------ Passage to read

QUESTION: My understanding is that water agencies are constitutionally prohibited from providing lifeline water rates or subsidies to low-income residents.  What has been done to rectify the situation?

Ms. Firestone:That’s prop 218.  Our constitution does have this restriction on local agencies that they can only charge the cost of service in their water rates.  But there are ways that local agencies can address equity within their water rates.  A number of them are doing this through a couple of strategies.  One is lifeline rates for a basic amount of water, so they have a low cost for initial water and then have increasing tiers over time.  Another is by being able to establish low-income assistance programs.  Oftentimes, the publicly-owned agencies that have been able to do this have some creative ways of using other sorts of funding.  And there are also other ways that water systems have been able to do this; they have been able to look at how they’re defining water service and bring payment plans and customer assistance programs into the overall cost of service.”

This is an area of high attention; we are providing a lot of money in debt forgiveness right now, and I think it’s an example of hopefully what will become a statewide program where that can be funded over time.  And this is really an issue for local agencies that are publicly-owned; it’s not for the privately-owned utilities which are actually required to provide subsidized water rates for low-income residents.

Dr. Dobbin added, About the human right to water, requiring implementation, and about constraints, whether they’re Prop 218, or others – this is where that leadership piece comes in.  Ultimately, water provision is a mainly local issue across the state.  And this is where we do see local leaders taking the impetus to act on the human rights water and embody that vision.  And we also see local leaders being creative and how they work around barriers to accomplish that.

The question is if the Human Right to Water focuses on state agencies, and in its language, it does,” Dr. Dobbin continued.  “But our point about leadership and community power is that we will never get to the accomplishing the Human Right to Water with just the agencies taking this on, because ultimately, water provision is local, it’s regional.  And these questions of not shirking responsibility but accepting that we all have a role to play in implementing the Human Right to Water.  I don’t think we’re there yet.  But that’s where we need to go with local and regional leadership.”

------------
------ Data supplied

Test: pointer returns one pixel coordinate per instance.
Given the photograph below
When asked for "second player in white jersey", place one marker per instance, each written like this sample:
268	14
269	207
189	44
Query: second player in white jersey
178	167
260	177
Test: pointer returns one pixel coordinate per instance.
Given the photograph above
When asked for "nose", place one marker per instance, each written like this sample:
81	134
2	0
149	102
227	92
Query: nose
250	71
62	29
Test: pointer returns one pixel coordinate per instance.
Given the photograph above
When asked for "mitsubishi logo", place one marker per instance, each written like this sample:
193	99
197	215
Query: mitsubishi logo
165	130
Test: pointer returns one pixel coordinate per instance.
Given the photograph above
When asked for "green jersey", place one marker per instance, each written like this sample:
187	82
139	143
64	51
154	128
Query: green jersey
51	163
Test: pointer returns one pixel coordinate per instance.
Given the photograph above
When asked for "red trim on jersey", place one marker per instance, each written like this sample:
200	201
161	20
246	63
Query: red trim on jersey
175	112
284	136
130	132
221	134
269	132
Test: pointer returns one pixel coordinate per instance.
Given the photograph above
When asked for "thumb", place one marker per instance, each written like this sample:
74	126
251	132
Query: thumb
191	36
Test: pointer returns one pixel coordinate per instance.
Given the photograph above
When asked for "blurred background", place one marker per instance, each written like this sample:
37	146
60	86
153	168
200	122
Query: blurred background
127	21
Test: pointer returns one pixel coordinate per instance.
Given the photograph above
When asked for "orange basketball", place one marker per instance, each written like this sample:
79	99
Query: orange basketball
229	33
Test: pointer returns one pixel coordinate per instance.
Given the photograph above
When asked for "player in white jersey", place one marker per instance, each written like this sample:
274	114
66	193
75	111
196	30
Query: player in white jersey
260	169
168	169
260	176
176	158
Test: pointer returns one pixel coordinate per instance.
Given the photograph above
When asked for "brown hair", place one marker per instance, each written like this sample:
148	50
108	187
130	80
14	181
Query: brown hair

------------

§ **Activity A**
List each approach Ms. Firestone names in the water-rates transcript that local agencies use to address equity within their water rates.
§ **Activity B**
Pick up the water-rates transcript after Dr. Dobbin's closing remark about local and regional leadership, and write what comes next.

§ **Reply A**
- Lifeline rates: a low cost for a basic amount of water, with increasing tiers after that.
- Low-income assistance programs, which publicly-owned agencies have often paid for through creative use of other sorts of funding.
- Defining water service so that payment plans and customer assistance programs are brought into the overall cost of service.

§ **Reply B**
QUESTION: Can you speak to California’s antiquated historic water rights system, which the commenter says are no longer viable in the 21st century.  What are your thoughts on what we can do to revise or update the water rights system to center equity and justice?

Dr. Dobbin:I think the point is clear and increasingly obvious to everyone in the water sector.  Our water agencies and our public and private districts across the state represent a history of systemic racism and discrimination.  When we go to implement different things – for example, a lot of my research centers on the Sustainable Groundwater Management Act, and that foundation replicates itself.  We have seen this kind of across the board in many of our programs.  That isn’t an answer to what the solution is.  But I think we have come a long way in recognizing that these root problems really do have to be addressed.  I don’t have the solution, but I think we have many examples across the water sector to show that this history of water development in the state is part of our problem and part of what we’re grappling with day today.

Ms. Firestone:  “At the Water Board right now, we’re really leaning into having to implement the water rights system like never before, in the face of drought with curtailments.  It does seem to me, as new to the Water Board and administrating the water rights, is how much our system is built to fail, and how much we need to be looking at how to bring both bring equity into the system but also bring the ability to navigate this new reality with climate change as we also look at how to address these fundamental inequalities in our state.